THE TASK:
Write out the records below word for word, beginning at the line that has "Note: point to the player's face" and continuing through the last line of the records.

STORED RECORDS:

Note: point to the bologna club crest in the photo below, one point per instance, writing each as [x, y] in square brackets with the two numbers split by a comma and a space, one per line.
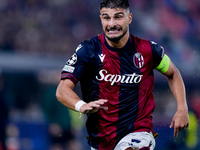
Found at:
[138, 60]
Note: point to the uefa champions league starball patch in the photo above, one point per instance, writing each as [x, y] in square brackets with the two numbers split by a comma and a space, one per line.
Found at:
[72, 60]
[138, 60]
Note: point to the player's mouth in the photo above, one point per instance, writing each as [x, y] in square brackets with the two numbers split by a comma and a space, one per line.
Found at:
[113, 30]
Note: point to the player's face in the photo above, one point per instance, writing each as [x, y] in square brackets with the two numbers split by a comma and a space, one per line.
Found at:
[115, 23]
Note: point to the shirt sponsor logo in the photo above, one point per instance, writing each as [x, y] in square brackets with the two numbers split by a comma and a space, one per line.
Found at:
[102, 56]
[138, 60]
[113, 78]
[69, 68]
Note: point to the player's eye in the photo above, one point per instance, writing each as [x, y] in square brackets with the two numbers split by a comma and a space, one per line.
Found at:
[118, 17]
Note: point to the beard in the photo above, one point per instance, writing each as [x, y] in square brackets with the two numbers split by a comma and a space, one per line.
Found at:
[118, 38]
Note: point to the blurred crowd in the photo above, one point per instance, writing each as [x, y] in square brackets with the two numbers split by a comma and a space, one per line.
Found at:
[32, 118]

IN RESPONSE:
Note: point to the player's face in the photo above, one point per instance, writing each as [x, y] in square brackets with the two numbers split by a comma and a space, one per line.
Found at:
[115, 23]
Note: point to the shirt sponsor logo in the photo above, one point per instance, writing each as [x, y] in square brackets with the two numbers split by a comma and a space, one per line.
Found at:
[102, 56]
[138, 60]
[113, 78]
[69, 68]
Note: point to the player's eye in the photo above, one point per instance, writing each as [x, y] in square brackets with the two numbers split by a comma and a space, one per line.
Found at:
[118, 17]
Note: point to the beard in the photo above, one point per instance, writing each as [x, y] in square brackets with the two numbers split by a comma and a space, one per line.
Found at:
[118, 38]
Note: point to the blurred crowd in the photo above, one point per instance, writing each as [x, y] in square brackets with the two numbers split by a comma and a space, one per line.
Found at:
[32, 118]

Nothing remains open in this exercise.